Render the entries as a Markdown table with columns Number and Entry line, one row per line, skipping blank lines, starting at the line containing "target: picture frame on cabinet" and ending at the last line of the entries.
#### Input data
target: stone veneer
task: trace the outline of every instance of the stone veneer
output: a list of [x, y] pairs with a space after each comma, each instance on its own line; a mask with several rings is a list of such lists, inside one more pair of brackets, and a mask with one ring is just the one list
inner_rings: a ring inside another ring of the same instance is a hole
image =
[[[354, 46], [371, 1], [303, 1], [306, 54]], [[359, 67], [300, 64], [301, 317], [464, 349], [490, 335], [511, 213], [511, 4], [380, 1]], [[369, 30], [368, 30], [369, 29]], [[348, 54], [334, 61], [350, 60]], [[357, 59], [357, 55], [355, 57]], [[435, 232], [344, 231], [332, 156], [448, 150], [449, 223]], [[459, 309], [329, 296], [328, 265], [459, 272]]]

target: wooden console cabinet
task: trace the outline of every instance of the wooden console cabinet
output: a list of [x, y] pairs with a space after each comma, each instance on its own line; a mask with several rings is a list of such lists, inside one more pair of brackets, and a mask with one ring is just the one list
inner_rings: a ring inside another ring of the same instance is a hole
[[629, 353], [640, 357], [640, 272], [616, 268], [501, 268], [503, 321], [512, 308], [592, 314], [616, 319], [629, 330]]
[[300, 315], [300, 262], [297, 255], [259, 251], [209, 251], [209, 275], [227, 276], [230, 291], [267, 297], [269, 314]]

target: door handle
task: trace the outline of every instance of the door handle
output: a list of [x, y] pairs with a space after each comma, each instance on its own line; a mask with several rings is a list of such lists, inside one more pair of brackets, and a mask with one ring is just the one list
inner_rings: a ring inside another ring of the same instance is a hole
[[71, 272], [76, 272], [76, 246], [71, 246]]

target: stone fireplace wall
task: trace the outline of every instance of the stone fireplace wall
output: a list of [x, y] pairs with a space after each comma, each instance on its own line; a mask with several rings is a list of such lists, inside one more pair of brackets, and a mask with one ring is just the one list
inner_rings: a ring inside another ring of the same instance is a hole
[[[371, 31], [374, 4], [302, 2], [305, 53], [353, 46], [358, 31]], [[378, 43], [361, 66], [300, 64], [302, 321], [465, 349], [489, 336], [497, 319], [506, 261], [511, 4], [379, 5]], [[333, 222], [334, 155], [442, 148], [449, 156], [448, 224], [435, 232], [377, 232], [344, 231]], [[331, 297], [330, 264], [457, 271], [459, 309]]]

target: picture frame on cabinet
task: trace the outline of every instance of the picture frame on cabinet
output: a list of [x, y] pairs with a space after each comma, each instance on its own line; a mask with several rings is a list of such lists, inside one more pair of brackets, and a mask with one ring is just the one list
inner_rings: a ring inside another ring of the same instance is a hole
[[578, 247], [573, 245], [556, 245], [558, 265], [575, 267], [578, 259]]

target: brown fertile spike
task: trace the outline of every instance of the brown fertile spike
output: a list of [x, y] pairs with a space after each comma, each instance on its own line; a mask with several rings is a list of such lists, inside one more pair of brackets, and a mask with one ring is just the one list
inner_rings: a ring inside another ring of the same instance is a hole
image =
########
• **Task answer**
| Number | Entry line |
|---|---|
| 1 | target: picture frame on cabinet |
| 2 | task: trace the outline of every instance of the picture frame on cabinet |
| 3 | output: a list of [x, y] pairs with a space after each comma, each instance on its own line; a mask with several rings is a list of such lists, inside one more pair of brackets, and a mask with one ring is just the one list |
| 4 | inner_rings: a ring inside another ring of the same instance is a hole |
| 5 | [[578, 247], [573, 245], [556, 245], [558, 265], [575, 267], [578, 259]] |
| 6 | target: brown fertile spike |
| 7 | task: trace the outline of every instance of the brown fertile spike |
| 8 | output: a list of [x, y] pairs with a space after each comma, each instance on its own line; a mask with several rings is a list of such lists, inside one more pair of brackets, and a mask with one ring is just the one list |
| 9 | inner_rings: a ring inside another ring of the same instance is a hole |
| 10 | image = |